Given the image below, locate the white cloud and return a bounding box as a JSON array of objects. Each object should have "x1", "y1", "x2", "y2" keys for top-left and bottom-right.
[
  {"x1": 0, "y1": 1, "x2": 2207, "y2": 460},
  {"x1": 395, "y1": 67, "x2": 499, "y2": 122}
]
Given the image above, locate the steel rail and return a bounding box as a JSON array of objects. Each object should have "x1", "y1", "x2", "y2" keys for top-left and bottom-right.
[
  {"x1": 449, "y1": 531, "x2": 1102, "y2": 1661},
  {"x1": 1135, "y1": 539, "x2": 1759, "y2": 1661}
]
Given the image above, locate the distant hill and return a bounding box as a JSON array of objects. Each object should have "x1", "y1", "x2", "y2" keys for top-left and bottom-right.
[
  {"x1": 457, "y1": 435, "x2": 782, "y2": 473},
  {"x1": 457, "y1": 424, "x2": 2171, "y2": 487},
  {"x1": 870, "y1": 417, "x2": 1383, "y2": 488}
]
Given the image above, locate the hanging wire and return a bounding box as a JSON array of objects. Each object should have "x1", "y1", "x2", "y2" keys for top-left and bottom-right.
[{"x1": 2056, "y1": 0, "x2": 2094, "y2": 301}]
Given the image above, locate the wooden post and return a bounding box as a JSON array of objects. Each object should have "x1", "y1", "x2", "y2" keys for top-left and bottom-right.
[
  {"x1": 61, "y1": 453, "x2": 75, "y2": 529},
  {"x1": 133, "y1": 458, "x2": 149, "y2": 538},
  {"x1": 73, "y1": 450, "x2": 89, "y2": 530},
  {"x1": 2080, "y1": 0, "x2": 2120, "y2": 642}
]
::::::::::
**What to do:** Reproduce the material in full. Keep it identical to the original.

**Exercise result:**
Given the image below, locate the white cloud and return a bounding box as a JSON array of objects. Each object should have "x1", "y1", "x2", "y2" keys for top-left and bottom-right.
[
  {"x1": 0, "y1": 1, "x2": 2207, "y2": 460},
  {"x1": 395, "y1": 67, "x2": 499, "y2": 122}
]
Given the image above, locate the steel rail and return a bounding box as a JSON array of objects. Each object should have "x1", "y1", "x2", "y2" keys for top-left and bottom-right.
[
  {"x1": 449, "y1": 531, "x2": 1102, "y2": 1661},
  {"x1": 1135, "y1": 539, "x2": 1759, "y2": 1661}
]
Given the image above, locate the distant hill and return a bounding box as a JSON array of objects. Each object should have "x1", "y1", "x2", "y2" keys for top-left and bottom-right.
[
  {"x1": 457, "y1": 435, "x2": 782, "y2": 473},
  {"x1": 457, "y1": 424, "x2": 2171, "y2": 487},
  {"x1": 870, "y1": 417, "x2": 1383, "y2": 488}
]
Given the image above, locate the hanging wire and return a bounding box as a JSON array of objects. Each object should have "x1", "y1", "x2", "y2" keys for top-left and bottom-right.
[{"x1": 2056, "y1": 0, "x2": 2094, "y2": 301}]
Given the image above, locate the wooden post and return a bounding box as a JSON array of objects. Each object should have "x1", "y1", "x2", "y2" keys for top-left and bottom-right.
[
  {"x1": 61, "y1": 453, "x2": 75, "y2": 529},
  {"x1": 133, "y1": 458, "x2": 149, "y2": 538},
  {"x1": 73, "y1": 450, "x2": 89, "y2": 530},
  {"x1": 2080, "y1": 0, "x2": 2120, "y2": 642}
]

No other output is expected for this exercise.